Realisme sendiri di dalam ranah pemikiran (secara umum) berarti suatu usaha untuk
melihat segala sesuatu sebagaimana adanya. Maksudnya adalah menerima
fenomen-fenomen seperti benda-benda atau pikiran sebagaimana adanya, tanpa
idealisasi dan spekulasi.
Di dalam realisme, fenomen-fenomen
“dilihat” sebagai sesuatu yang berdiri sendiri, lepas dari gagasan-gagasan (seperti
idealisasi atau spekulasi) yang dimiiki oleh manusia. Jadi jika ada sebuah
meja, maka meja itu ada secara tersendiri. Meja bukanlah suatu yang eksis di
dalam pikiran belaka, seperti yang bayangkan oleh pada penganut idealisme. Meja
itu ada, dan tetap ada tanpa perlu kehadiran seseorang untuk mempersepsikannya.
Lebih lanjut, seperti layaknya meja, dunia juga merupakan fenomen yang berdiri
sendiri. Dunia itu ada secara kongkret dan bukan dalam persepsi manusia. Jika
dunia itu hanya ada di dalam persepsi seseorang, maka ketika orang itu
meninggal, maka dunia itu ikut mati bersamanya. Tetapi kenyataannya tidak.
Dunia tetap ada walaupun orang yang mempersepsikannya telah tiada. Pendapat ini
tentu masih dapat dipertanyakan. Bukankah manusia di dalam dunia juga mendunia?
━━━━━━
• TUGAS ANDA: Salin tanpa perubahan bagian kutipan tentang realisme, mulai dari "Lebih lanjut, seperti" dan berakhir pada "Tetapi kenyataannya tidak.". Baris-baris berikut sama sekali tidak digunakan.
━━━━━━
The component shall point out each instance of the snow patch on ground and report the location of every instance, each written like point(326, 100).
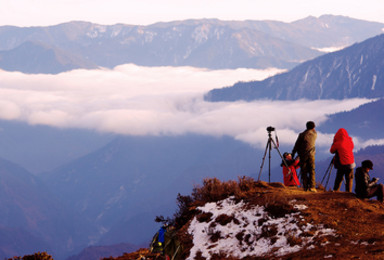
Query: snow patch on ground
point(249, 231)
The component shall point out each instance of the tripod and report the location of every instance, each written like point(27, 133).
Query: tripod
point(328, 173)
point(268, 149)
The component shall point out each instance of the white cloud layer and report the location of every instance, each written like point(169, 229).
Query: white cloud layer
point(136, 100)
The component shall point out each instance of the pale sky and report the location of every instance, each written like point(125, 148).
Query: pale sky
point(144, 12)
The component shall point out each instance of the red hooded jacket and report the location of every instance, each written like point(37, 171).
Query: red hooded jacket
point(343, 145)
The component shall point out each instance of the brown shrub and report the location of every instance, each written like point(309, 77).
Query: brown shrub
point(224, 219)
point(204, 217)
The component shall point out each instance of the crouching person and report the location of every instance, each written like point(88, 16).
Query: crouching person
point(365, 186)
point(289, 173)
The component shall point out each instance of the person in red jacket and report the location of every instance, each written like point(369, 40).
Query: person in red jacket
point(290, 177)
point(344, 160)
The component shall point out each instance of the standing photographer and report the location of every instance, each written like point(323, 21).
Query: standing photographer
point(344, 160)
point(305, 147)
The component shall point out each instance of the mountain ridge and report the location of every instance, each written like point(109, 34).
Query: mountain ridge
point(354, 72)
point(230, 44)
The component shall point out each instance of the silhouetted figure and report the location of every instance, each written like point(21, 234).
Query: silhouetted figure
point(344, 161)
point(289, 173)
point(365, 186)
point(305, 147)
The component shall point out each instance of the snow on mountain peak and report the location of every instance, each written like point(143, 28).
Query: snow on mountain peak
point(227, 228)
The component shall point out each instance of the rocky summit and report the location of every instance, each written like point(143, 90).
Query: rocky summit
point(248, 219)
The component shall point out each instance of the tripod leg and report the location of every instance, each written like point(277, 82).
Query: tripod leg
point(262, 162)
point(329, 175)
point(269, 162)
point(326, 172)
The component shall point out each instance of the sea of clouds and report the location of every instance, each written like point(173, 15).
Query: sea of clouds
point(136, 100)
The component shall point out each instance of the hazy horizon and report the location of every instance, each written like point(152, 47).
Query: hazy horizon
point(136, 100)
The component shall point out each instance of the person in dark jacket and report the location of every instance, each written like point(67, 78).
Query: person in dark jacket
point(305, 147)
point(365, 186)
point(344, 160)
point(289, 173)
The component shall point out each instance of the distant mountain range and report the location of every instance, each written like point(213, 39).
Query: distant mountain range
point(108, 189)
point(354, 72)
point(33, 219)
point(207, 43)
point(123, 186)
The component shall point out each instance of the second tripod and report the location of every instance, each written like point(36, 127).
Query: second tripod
point(268, 149)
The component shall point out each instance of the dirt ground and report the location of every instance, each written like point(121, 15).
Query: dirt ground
point(358, 224)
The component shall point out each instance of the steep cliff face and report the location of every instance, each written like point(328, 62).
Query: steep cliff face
point(354, 72)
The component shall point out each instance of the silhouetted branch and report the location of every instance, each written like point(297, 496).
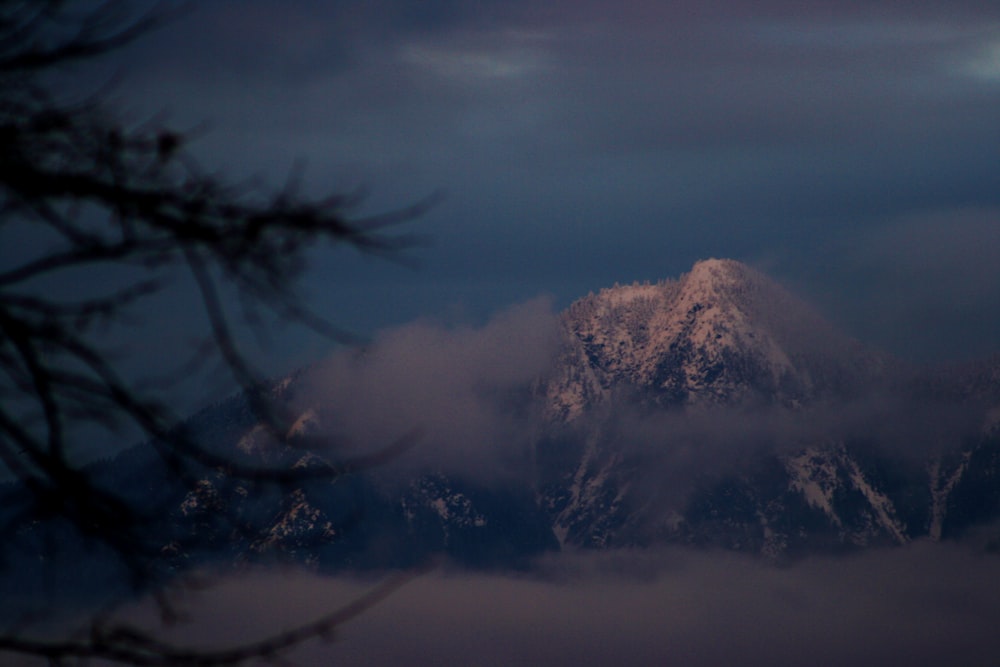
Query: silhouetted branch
point(104, 195)
point(130, 645)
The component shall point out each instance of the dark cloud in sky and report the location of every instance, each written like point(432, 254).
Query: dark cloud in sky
point(581, 144)
point(919, 605)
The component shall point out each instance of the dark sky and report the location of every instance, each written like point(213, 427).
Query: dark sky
point(851, 150)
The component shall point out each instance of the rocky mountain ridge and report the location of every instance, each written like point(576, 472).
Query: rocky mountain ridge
point(716, 410)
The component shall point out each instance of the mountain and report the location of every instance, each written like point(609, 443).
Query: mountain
point(715, 410)
point(722, 334)
point(721, 410)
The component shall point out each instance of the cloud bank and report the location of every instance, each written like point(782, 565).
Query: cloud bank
point(464, 389)
point(921, 605)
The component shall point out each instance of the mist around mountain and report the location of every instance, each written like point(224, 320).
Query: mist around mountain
point(716, 414)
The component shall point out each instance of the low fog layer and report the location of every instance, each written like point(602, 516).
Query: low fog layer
point(464, 389)
point(920, 605)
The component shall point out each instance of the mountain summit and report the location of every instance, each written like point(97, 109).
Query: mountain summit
point(722, 334)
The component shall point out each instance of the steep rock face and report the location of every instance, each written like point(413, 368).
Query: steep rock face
point(672, 415)
point(723, 334)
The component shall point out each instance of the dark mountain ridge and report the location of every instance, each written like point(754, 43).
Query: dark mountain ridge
point(714, 410)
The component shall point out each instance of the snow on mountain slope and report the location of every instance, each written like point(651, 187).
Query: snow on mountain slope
point(722, 334)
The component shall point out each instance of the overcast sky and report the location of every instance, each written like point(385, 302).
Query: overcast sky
point(849, 149)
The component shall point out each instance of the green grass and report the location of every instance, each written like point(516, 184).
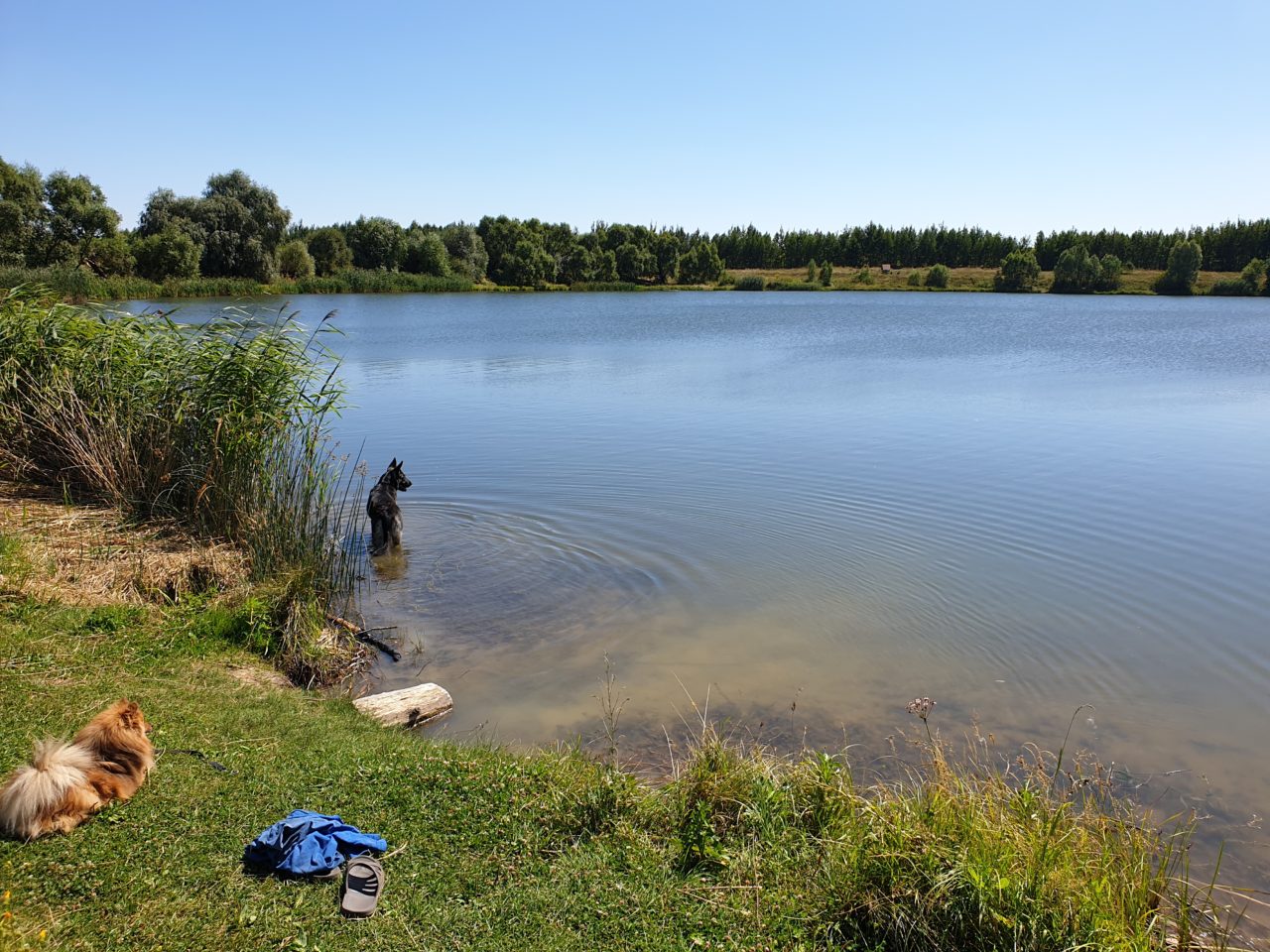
━━━━━━
• HASIL YANG BENAR:
Lebih lanjut, seperti layaknya meja, dunia juga merupakan fenomen yang berdiri
sendiri. Dunia itu ada secara kongkret dan bukan dalam persepsi manusia. Jika
dunia itu hanya ada di dalam persepsi seseorang, maka ketika orang itu
meninggal, maka dunia itu ikut mati bersamanya. Tetapi kenyataannya tidak.